■ **TASK DIRECTIONS**
Rewrite the listing below, swapping "tree trunk" for "fence post" wherever it occurs and leaving every other character as it is.

(Pointing data excerpts)
----

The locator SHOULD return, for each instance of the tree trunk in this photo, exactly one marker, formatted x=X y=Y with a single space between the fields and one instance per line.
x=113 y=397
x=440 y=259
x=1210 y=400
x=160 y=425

----

■ **REPLY TO THE TASK**
The locator SHOULD return, for each instance of the fence post in this photo, exactly one marker, formatted x=X y=Y with a single space between the fields and one instance per line.
x=113 y=397
x=440 y=259
x=1210 y=400
x=160 y=425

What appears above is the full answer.